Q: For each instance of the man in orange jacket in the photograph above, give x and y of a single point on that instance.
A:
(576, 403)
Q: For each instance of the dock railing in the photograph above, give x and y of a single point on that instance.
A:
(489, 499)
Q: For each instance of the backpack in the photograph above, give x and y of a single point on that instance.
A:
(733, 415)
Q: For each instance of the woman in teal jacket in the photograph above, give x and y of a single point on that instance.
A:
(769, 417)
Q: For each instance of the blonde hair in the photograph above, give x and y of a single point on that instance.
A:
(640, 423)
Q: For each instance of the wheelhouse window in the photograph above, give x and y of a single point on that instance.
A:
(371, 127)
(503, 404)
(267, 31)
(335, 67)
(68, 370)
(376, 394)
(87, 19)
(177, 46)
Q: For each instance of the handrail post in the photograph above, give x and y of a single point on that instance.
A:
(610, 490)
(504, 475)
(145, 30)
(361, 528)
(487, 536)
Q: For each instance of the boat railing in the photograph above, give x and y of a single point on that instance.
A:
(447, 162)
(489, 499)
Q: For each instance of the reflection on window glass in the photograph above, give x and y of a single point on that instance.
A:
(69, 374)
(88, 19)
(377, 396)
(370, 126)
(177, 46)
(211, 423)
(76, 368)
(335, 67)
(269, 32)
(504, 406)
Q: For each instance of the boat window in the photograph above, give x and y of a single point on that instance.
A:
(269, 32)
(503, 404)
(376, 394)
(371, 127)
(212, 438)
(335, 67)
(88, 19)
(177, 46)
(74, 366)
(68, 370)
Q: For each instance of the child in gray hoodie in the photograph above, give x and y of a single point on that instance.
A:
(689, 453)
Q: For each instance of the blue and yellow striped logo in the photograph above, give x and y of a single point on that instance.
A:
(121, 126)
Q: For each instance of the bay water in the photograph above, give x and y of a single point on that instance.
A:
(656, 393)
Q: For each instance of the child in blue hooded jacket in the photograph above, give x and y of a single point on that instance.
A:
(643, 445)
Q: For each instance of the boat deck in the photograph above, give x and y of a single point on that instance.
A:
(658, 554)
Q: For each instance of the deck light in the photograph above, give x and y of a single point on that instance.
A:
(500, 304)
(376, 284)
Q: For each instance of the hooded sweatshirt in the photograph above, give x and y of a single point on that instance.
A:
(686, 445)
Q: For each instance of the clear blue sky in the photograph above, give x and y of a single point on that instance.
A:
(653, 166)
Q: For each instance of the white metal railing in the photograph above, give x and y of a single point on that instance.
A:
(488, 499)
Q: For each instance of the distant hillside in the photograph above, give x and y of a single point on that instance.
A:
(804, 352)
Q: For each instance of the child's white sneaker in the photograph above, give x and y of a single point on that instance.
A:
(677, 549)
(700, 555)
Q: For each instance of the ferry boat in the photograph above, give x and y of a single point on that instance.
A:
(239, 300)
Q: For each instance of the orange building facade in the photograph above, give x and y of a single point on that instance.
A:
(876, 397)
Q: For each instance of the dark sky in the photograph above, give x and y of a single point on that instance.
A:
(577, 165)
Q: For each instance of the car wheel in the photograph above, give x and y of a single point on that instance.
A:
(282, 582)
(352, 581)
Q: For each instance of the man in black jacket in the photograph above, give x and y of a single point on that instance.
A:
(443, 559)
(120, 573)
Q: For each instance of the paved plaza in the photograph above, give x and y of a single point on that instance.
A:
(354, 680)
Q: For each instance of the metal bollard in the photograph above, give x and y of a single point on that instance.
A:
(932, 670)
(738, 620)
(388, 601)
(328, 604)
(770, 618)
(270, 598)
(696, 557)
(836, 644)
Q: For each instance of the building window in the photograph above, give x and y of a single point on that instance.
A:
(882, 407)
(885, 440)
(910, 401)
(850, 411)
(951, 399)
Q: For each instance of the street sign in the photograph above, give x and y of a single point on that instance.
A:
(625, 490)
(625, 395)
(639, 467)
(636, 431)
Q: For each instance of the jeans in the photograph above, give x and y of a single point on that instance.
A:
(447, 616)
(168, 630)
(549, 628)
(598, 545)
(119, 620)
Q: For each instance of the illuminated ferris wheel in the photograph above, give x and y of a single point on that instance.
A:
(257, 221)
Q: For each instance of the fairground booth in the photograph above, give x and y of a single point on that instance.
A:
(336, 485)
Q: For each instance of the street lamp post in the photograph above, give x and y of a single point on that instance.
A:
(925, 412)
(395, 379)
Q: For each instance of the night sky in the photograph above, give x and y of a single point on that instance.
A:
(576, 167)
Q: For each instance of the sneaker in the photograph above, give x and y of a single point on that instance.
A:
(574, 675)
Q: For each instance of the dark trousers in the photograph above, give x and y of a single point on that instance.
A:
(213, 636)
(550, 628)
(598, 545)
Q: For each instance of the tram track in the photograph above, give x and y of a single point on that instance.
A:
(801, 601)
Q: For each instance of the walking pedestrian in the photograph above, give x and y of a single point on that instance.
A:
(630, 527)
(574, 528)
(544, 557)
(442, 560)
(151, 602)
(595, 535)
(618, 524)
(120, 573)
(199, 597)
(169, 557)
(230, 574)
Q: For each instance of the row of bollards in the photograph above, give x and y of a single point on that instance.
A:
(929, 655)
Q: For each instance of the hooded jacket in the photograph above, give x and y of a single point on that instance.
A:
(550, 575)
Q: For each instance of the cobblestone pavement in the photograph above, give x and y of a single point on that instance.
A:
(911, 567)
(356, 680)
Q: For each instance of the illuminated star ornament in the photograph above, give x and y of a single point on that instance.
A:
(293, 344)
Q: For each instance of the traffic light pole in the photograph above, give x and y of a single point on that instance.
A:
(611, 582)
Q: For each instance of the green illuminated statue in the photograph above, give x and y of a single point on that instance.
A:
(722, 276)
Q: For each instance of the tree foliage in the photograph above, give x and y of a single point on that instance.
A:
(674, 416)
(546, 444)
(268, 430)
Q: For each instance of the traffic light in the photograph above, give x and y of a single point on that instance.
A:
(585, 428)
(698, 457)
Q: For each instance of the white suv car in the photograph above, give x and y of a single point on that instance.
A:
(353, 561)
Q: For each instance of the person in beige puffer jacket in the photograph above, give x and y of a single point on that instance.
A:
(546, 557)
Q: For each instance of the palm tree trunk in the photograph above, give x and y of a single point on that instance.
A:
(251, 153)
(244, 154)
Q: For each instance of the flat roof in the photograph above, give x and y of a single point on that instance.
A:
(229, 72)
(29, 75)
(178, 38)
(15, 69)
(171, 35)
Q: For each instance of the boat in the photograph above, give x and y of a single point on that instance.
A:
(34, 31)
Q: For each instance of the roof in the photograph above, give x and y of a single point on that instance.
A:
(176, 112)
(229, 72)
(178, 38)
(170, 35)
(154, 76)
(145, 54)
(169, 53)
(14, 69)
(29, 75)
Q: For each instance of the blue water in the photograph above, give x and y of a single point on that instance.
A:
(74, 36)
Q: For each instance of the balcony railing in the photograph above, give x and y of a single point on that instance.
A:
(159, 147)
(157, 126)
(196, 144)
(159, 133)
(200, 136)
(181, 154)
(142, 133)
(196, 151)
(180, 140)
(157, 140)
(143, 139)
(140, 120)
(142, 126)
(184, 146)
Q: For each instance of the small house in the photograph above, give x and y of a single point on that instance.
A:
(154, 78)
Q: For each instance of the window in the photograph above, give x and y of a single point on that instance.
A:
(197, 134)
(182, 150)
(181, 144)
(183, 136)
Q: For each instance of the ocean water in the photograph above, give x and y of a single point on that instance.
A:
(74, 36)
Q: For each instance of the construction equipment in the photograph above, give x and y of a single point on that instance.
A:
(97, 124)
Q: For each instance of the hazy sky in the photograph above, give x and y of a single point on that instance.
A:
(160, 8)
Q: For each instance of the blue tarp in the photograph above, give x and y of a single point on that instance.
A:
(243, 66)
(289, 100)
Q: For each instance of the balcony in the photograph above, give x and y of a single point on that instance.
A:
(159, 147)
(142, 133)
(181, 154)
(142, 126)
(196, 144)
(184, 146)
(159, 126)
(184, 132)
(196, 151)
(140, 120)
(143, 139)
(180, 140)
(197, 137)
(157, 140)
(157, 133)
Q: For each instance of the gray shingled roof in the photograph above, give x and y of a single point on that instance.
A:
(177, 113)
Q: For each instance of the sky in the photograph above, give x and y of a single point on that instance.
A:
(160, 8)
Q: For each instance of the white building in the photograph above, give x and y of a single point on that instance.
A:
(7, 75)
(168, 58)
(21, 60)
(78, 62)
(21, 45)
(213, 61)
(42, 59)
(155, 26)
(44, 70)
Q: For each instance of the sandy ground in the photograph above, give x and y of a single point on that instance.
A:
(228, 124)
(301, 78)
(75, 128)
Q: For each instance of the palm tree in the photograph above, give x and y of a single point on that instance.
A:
┄┄┄┄┄┄┄┄┄┄
◆ DIRECTIONS:
Select every line of the material above holding the word "traffic" and copy it.

◆ OUTPUT FOR THIS TASK:
Q: For each instance of the traffic light pole in the photograph above, give x and y of a single point on that instance.
Q: For each instance of the traffic light in the photograph above, give x and y of a single point on that instance.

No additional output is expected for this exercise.